↓↓↓
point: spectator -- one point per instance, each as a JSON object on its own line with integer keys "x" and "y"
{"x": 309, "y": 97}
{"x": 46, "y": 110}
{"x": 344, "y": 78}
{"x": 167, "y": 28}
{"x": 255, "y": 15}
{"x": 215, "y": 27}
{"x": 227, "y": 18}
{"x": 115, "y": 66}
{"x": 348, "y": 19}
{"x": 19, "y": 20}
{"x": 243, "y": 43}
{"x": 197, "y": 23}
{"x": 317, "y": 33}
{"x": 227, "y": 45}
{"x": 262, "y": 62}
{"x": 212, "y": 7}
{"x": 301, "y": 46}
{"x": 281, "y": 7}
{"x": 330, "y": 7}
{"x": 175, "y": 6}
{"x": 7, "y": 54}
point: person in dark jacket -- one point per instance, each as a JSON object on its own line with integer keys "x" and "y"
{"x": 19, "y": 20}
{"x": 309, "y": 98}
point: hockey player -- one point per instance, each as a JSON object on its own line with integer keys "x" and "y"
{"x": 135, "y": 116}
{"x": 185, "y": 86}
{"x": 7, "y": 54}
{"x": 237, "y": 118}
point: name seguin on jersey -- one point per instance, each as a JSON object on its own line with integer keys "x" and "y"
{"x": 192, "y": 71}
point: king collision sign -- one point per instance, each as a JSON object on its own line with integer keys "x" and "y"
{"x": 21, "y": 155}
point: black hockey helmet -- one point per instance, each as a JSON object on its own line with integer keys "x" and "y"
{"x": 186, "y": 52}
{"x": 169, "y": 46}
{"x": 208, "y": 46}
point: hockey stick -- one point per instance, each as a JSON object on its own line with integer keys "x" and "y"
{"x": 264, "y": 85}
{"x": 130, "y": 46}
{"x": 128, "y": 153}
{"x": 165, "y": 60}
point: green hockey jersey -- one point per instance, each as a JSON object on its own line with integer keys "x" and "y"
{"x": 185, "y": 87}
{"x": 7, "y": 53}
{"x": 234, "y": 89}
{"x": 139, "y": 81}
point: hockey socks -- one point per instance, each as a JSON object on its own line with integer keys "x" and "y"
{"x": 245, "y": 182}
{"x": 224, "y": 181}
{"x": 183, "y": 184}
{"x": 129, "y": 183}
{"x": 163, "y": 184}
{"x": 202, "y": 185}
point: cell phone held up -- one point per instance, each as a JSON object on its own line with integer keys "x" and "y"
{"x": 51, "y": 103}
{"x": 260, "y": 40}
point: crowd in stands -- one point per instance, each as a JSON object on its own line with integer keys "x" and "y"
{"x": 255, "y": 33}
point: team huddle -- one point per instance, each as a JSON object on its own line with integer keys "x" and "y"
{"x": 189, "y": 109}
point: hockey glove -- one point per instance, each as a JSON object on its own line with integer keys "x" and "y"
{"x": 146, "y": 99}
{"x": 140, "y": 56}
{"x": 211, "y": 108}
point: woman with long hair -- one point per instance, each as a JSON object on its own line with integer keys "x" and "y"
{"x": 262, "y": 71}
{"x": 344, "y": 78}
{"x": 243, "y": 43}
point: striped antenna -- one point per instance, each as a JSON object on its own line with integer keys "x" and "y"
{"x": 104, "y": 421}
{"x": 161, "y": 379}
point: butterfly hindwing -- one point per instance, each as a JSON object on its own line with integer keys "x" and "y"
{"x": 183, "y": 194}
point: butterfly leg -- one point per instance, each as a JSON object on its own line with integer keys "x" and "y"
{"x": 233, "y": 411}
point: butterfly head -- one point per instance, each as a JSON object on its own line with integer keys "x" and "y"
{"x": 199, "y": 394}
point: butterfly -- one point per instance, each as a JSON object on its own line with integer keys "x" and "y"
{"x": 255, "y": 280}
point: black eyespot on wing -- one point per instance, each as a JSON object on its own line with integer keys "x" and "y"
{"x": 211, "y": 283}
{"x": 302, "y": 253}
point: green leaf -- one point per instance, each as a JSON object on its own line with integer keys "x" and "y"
↑↑↑
* **What this task involves**
Print all of the entries exactly as they are written.

* **Expected answer**
point: spectator -- one point per instance, each as a JSON object on its own line with integer keys "x" and "y"
{"x": 309, "y": 97}
{"x": 46, "y": 110}
{"x": 344, "y": 78}
{"x": 167, "y": 28}
{"x": 255, "y": 15}
{"x": 215, "y": 27}
{"x": 227, "y": 18}
{"x": 115, "y": 66}
{"x": 348, "y": 19}
{"x": 19, "y": 20}
{"x": 243, "y": 43}
{"x": 197, "y": 23}
{"x": 317, "y": 33}
{"x": 227, "y": 45}
{"x": 262, "y": 62}
{"x": 212, "y": 7}
{"x": 301, "y": 46}
{"x": 281, "y": 7}
{"x": 330, "y": 7}
{"x": 175, "y": 6}
{"x": 7, "y": 54}
point: person in dark jacket -- one point per instance, each as a JSON object on its own line with integer keys "x" and "y"
{"x": 19, "y": 20}
{"x": 309, "y": 98}
point: hockey player -- one point per instance, each as a JSON object on its own line with integer keys "x" and "y"
{"x": 135, "y": 116}
{"x": 185, "y": 86}
{"x": 7, "y": 54}
{"x": 237, "y": 118}
point: name seguin on jersey -- one point per instance, each as a JSON object on its own line with integer keys "x" and "y"
{"x": 192, "y": 71}
point: king collision sign -- one point per instance, each as a JSON object on its own line with integer keys "x" and "y"
{"x": 21, "y": 155}
point: black hockey helmet -- one point per instance, each as a JSON object on its own line with integer keys "x" and "y"
{"x": 186, "y": 52}
{"x": 169, "y": 46}
{"x": 208, "y": 46}
point: hockey stick -- one point per instance, each as a JSON object on its own line with integer keys "x" and "y"
{"x": 264, "y": 85}
{"x": 130, "y": 46}
{"x": 128, "y": 153}
{"x": 165, "y": 60}
point: green hockey jersey -- one point per instance, each as a JSON object on its own line with integer keys "x" and "y"
{"x": 185, "y": 87}
{"x": 7, "y": 53}
{"x": 234, "y": 89}
{"x": 139, "y": 81}
point: hockey socks -- one point per instance, each as a JSON object on its own line with integer keys "x" and "y"
{"x": 245, "y": 182}
{"x": 224, "y": 181}
{"x": 183, "y": 184}
{"x": 129, "y": 183}
{"x": 163, "y": 184}
{"x": 202, "y": 185}
point: cell phone held up -- one point per instance, each as a JSON object on its own line with integer keys "x" and "y"
{"x": 51, "y": 103}
{"x": 260, "y": 40}
point: crowd in stands -- one point per instance, each as a JSON object on its own line with integer keys "x" and "y"
{"x": 255, "y": 33}
point: team huddle -- one point per instance, each as a JSON object on its own line with integer keys "x" and "y"
{"x": 189, "y": 109}
point: hockey glove -- one point per instance, each as a JSON object on its own line with integer keys "x" and "y"
{"x": 146, "y": 99}
{"x": 140, "y": 56}
{"x": 211, "y": 108}
point: woman with long hair -- one point per instance, each as a JSON object on its own line with integer keys "x" and "y"
{"x": 262, "y": 71}
{"x": 344, "y": 78}
{"x": 243, "y": 43}
point: striped antenna -- one point per instance, each as a JSON object on its own line with integer keys "x" and "y"
{"x": 104, "y": 421}
{"x": 161, "y": 379}
point: butterfly hindwing -- one point per instance, each as a JSON object on its own line with integer keys "x" and "y"
{"x": 183, "y": 194}
point: butterfly leg -- one point per instance, each as a JSON object on its own line with integer keys "x" and "y"
{"x": 233, "y": 411}
point: butterfly head -- one point per instance, each as a JSON object on its own line with integer keys "x" and "y"
{"x": 199, "y": 394}
point: butterfly -- one point per instance, each as a JSON object on its own line with integer keys "x" and "y"
{"x": 255, "y": 280}
point: black eyespot on wing -- one point per instance, each as a JSON object on its own line with integer keys "x" and "y"
{"x": 211, "y": 283}
{"x": 302, "y": 253}
point: green leaf -- one point per instance, each as a JSON object on its own line with integer keys "x" and "y"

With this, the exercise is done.